** BEGIN Records shown **

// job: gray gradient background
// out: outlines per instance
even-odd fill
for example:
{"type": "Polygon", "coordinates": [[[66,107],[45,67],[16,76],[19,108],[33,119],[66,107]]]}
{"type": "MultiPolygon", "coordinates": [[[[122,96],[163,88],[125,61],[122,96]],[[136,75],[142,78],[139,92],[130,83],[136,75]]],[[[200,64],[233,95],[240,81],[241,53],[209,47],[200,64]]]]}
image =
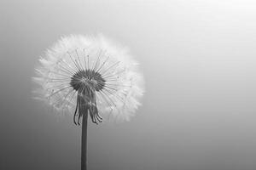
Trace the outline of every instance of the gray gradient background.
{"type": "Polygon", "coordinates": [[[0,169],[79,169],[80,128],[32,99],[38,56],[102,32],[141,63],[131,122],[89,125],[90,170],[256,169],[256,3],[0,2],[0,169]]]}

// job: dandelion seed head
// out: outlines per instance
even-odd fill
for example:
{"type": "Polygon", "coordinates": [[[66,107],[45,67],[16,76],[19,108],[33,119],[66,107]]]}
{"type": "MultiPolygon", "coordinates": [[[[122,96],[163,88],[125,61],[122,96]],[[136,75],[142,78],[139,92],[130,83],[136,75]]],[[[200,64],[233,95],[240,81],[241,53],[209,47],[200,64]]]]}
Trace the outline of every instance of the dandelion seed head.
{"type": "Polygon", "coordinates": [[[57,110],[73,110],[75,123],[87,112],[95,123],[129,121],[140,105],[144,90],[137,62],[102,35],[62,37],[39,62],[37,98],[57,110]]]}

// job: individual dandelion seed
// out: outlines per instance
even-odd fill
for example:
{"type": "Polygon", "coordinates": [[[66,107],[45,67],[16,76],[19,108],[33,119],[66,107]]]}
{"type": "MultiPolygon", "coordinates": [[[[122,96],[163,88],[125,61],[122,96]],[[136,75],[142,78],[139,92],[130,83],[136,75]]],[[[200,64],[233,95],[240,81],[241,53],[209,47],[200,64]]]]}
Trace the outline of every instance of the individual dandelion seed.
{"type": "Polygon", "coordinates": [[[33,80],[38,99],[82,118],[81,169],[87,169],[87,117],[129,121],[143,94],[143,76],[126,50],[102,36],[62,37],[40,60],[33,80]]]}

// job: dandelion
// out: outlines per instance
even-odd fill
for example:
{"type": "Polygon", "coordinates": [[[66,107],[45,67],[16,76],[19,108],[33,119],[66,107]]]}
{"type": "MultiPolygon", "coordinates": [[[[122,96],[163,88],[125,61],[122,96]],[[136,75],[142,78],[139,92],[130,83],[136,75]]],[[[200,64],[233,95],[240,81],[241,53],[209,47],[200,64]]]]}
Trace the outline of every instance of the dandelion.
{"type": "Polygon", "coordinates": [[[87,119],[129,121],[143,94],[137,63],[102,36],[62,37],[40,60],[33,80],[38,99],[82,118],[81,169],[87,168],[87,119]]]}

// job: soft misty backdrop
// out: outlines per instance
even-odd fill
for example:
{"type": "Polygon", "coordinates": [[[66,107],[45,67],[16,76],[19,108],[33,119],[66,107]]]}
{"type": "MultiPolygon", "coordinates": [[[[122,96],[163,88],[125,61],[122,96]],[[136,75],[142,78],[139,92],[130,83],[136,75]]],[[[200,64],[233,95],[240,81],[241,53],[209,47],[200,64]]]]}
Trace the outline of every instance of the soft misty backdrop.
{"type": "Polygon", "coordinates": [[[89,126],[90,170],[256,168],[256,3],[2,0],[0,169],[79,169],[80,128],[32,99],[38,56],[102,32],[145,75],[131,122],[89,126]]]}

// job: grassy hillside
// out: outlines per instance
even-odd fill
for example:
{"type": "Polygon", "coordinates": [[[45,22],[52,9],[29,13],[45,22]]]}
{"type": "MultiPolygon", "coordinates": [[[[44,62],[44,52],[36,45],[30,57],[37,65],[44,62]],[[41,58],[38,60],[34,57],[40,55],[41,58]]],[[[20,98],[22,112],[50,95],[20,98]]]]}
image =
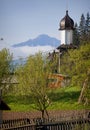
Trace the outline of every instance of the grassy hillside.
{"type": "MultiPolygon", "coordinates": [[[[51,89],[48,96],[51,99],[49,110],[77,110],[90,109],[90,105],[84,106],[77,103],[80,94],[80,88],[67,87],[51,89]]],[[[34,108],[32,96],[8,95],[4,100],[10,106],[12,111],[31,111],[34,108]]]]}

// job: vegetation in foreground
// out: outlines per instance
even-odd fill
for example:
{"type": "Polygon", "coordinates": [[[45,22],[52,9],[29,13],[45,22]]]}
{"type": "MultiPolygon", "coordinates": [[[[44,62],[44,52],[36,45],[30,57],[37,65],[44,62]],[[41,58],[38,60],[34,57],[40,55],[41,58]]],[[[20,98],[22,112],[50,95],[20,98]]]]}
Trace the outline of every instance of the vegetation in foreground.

** END Records shown **
** BEGIN Records shown **

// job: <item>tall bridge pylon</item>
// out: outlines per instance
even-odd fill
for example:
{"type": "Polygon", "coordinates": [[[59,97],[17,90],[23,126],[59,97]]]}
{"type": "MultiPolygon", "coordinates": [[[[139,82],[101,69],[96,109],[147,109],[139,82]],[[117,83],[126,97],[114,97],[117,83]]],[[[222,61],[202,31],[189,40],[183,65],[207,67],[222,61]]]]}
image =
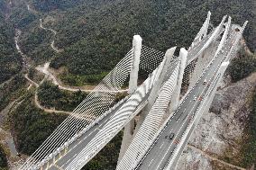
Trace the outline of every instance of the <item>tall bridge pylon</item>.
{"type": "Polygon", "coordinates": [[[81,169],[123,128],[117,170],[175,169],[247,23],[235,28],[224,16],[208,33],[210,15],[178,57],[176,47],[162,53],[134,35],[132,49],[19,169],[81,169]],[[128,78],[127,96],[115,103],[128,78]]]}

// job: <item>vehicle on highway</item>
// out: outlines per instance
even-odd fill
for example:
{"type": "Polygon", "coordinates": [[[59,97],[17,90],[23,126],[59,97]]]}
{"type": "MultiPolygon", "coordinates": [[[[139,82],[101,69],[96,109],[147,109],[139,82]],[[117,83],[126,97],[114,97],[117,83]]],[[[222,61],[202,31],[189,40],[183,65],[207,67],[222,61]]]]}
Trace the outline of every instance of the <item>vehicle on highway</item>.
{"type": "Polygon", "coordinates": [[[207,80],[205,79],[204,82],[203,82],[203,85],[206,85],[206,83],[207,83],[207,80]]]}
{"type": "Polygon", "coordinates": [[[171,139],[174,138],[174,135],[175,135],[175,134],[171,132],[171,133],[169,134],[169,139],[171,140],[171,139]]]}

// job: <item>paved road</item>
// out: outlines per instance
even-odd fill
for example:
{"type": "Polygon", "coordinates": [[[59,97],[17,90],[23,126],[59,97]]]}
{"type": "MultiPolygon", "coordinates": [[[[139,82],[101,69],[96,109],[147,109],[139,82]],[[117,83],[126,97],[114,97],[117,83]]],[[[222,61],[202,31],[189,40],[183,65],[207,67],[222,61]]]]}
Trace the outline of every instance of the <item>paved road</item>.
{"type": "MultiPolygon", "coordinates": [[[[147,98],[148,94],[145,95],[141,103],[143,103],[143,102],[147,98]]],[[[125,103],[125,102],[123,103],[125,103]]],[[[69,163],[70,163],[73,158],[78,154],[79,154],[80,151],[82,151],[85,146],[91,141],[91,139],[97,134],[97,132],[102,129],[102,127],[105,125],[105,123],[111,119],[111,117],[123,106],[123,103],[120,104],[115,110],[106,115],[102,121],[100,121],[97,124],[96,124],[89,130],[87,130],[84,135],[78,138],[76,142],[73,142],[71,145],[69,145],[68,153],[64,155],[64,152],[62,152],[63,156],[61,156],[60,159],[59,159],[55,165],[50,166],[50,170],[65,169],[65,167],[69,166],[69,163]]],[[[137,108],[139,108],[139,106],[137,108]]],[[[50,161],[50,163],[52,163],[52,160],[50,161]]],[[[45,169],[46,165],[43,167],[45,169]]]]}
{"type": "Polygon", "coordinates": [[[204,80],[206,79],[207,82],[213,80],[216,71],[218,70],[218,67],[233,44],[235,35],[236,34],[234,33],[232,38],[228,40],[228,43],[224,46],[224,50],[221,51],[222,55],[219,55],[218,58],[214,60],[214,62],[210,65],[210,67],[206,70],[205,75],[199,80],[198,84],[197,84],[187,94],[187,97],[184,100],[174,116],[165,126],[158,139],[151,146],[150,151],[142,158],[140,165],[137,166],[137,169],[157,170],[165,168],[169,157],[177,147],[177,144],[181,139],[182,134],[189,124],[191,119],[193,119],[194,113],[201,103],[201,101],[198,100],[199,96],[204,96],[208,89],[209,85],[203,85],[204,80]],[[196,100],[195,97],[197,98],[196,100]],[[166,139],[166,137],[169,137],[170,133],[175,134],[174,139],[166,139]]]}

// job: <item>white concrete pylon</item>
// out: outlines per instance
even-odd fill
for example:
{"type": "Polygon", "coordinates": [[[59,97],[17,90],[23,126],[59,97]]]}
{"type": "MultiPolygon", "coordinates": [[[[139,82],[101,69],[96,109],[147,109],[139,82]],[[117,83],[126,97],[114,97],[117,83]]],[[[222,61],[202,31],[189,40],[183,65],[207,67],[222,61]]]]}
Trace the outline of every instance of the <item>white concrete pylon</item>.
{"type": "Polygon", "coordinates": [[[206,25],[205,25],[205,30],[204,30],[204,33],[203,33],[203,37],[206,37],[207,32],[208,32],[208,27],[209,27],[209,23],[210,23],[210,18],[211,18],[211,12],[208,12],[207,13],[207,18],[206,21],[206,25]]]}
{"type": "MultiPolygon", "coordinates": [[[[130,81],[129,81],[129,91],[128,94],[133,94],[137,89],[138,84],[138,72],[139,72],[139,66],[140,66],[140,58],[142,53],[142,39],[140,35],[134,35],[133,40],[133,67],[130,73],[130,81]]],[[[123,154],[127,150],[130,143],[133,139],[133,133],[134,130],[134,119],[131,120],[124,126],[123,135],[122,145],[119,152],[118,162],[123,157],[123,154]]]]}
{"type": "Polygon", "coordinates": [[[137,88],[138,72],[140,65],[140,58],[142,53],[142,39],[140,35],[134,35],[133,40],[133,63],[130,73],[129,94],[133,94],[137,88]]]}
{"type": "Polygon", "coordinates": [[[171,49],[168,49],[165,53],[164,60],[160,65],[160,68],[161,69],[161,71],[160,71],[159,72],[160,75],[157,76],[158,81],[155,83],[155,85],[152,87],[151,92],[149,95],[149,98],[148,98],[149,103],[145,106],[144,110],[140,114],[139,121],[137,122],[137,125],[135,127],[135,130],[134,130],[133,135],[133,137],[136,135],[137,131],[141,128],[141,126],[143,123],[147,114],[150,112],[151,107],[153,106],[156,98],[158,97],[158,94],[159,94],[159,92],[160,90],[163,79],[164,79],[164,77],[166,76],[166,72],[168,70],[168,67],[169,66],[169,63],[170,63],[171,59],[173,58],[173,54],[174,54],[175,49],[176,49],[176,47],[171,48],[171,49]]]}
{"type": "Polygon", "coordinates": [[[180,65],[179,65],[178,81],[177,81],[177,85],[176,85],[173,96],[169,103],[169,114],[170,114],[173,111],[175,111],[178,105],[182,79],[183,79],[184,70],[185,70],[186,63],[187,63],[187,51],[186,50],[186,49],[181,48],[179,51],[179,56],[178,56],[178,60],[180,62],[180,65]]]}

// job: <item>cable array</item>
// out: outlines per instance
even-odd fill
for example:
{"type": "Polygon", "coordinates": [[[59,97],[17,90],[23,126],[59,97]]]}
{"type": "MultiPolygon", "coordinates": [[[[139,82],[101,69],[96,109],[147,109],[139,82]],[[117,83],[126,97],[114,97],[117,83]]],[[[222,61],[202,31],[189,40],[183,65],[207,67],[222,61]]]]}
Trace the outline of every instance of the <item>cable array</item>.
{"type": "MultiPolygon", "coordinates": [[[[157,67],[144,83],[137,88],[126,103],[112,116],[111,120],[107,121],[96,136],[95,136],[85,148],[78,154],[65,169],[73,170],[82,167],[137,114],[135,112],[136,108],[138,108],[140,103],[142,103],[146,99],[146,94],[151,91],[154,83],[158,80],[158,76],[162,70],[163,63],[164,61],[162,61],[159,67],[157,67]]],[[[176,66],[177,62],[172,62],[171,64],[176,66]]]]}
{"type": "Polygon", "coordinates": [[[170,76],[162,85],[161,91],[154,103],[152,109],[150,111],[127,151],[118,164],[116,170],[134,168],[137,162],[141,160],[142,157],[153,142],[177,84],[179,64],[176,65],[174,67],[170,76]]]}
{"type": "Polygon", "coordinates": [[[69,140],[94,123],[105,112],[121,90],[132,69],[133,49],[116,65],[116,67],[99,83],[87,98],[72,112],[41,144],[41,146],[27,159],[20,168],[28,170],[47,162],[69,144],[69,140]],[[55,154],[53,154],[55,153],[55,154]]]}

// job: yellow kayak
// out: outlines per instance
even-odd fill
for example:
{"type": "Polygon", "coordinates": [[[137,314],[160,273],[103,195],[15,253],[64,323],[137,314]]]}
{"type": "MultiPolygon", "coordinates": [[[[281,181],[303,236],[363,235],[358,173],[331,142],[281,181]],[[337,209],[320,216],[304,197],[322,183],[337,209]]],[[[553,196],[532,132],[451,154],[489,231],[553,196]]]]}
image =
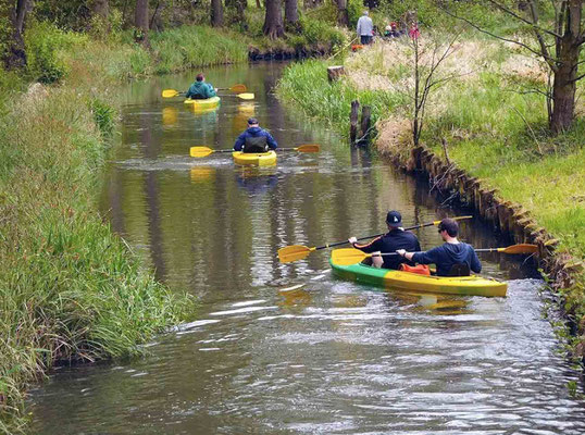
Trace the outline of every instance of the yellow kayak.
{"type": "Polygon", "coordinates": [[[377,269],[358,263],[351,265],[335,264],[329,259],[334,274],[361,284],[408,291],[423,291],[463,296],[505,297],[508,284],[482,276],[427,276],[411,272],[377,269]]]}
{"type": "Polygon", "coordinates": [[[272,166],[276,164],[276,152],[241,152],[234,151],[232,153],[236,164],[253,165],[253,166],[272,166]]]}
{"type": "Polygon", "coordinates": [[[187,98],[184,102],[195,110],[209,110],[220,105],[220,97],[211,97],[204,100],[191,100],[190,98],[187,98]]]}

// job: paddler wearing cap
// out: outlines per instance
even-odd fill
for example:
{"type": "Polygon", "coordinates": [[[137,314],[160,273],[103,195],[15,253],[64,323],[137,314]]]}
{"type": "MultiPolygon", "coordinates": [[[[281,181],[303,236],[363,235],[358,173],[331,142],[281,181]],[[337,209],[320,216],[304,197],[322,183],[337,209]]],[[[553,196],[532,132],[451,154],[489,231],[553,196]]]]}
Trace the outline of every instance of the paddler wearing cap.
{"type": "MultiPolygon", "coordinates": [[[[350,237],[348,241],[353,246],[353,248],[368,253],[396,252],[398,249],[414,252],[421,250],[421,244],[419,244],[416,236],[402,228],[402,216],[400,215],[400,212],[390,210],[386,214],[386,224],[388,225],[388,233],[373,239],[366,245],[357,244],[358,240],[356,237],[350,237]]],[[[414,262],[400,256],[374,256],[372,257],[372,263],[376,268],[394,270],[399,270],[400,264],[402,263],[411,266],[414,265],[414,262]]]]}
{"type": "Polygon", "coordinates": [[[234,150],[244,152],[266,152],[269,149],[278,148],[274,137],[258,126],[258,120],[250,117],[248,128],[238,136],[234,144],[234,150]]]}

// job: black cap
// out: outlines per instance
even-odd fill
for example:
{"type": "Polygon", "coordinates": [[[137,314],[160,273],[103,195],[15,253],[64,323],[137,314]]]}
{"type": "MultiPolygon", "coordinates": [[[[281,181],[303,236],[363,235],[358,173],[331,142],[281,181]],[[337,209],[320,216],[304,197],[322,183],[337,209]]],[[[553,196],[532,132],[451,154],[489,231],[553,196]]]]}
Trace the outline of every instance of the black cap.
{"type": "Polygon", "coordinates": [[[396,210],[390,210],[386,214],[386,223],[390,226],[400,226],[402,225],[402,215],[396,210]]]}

** END Records shown **

▶ [Task statement]
Give everything above from the line containing "job: vegetation in foreground" down to the line containing "Trace the outline of every instance of the vegetation", both included, as a JSON list of strings with one string per line. Leave out blank lines.

▶ [Written reply]
[
  "// job: vegetation in foreground",
  "// out: outlines per instance",
  "even-odd fill",
  "for example:",
  "{\"type\": \"Polygon\", \"coordinates\": [[[45,22],[52,9],[29,13],[45,22]]]}",
  "{\"type\": \"MultiPolygon\", \"coordinates\": [[[[44,62],[44,52],[36,45],[30,57],[37,65],[44,62]],[[41,58],[38,60],[34,57],[40,55],[41,58]]],[[[20,98],[22,112],[50,95],[20,98]]]]}",
  "Trace the outline of every instance of the vegetation in foreground."
]